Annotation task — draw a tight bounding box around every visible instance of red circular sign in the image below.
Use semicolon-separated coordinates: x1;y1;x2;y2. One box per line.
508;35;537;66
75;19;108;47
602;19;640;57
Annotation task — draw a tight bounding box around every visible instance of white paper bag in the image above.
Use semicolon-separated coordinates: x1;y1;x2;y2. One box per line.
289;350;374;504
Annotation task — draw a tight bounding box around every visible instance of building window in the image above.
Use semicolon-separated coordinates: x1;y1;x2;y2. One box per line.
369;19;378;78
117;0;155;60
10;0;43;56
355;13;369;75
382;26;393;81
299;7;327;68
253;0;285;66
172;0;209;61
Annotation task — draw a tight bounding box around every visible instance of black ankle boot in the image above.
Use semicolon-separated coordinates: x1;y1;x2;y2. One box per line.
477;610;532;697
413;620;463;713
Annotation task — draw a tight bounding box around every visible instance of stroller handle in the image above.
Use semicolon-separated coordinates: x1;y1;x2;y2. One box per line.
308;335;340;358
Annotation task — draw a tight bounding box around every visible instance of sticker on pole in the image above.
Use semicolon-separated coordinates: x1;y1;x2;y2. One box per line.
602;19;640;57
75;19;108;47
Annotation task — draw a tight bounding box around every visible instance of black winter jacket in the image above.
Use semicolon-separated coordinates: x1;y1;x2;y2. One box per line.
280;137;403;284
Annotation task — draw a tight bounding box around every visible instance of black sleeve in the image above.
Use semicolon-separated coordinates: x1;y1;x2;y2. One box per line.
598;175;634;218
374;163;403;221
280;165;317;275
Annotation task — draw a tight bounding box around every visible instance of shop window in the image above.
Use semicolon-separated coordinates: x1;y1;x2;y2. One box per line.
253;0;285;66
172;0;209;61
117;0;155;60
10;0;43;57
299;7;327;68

**EXERCISE:**
Copy every line of the material, please, keeping it exactly the same.

**ANSWER BELOW:**
Annotation task — draw a tight bounding box around every visible instance of red circular sign in the image below.
Use semicolon-separated coordinates: x1;y1;x2;y2. One box per line.
508;35;537;66
75;19;108;47
602;19;640;57
Annotation task — draw a tight bounding box around every visible instance of white paper bag in the image above.
Use semicolon-separated coordinates: x1;y1;x2;y2. One box per line.
289;350;374;504
Annotation task — draw a tight bounding box around every visible instance of building window in the image above.
Use semicolon-separated coordinates: x1;y1;x2;y2. One box per line.
369;19;378;78
117;0;155;60
10;0;43;56
355;13;369;75
382;26;393;81
299;7;327;68
253;0;285;66
172;0;209;61
Annotation task — draw a tight bounding box around every visible instance of black ankle boot in the image above.
Use semicolon-separated coordinates: x1;y1;x2;y2. One box per line.
477;610;532;697
413;620;463;713
Annotation task — draw a tight bounding box around every visible instance of stroller handle in the image above.
Use semicolon-separated coordinates: x1;y1;x2;y2. One box per line.
308;335;340;358
Annotation task — draw a tight bounding box around every visible instance of sticker on pole in the image above.
Use semicolon-separated coordinates: x1;y1;x2;y2. One box per line.
602;19;640;57
75;19;108;47
Annotation task — draw a tight bounding box around every visible instance of black winter jacket in the image above.
Use semicolon-separated coordinates: x1;y1;x2;y2. One box per line.
280;137;403;284
Annotation task — draw a tight bounding box around every visible instance of black sleeve in the image above.
Use semicolon-separated coordinates: x1;y1;x2;y2. One box per line.
598;175;634;218
374;163;403;221
280;165;317;275
Annotation task — draw a tight bounding box around every visible instance of shop window in the image above.
Use semicolon-separated coordinates: x1;y1;x2;y2. One box per line.
253;0;285;66
172;0;209;61
117;0;155;60
10;0;43;57
299;7;327;68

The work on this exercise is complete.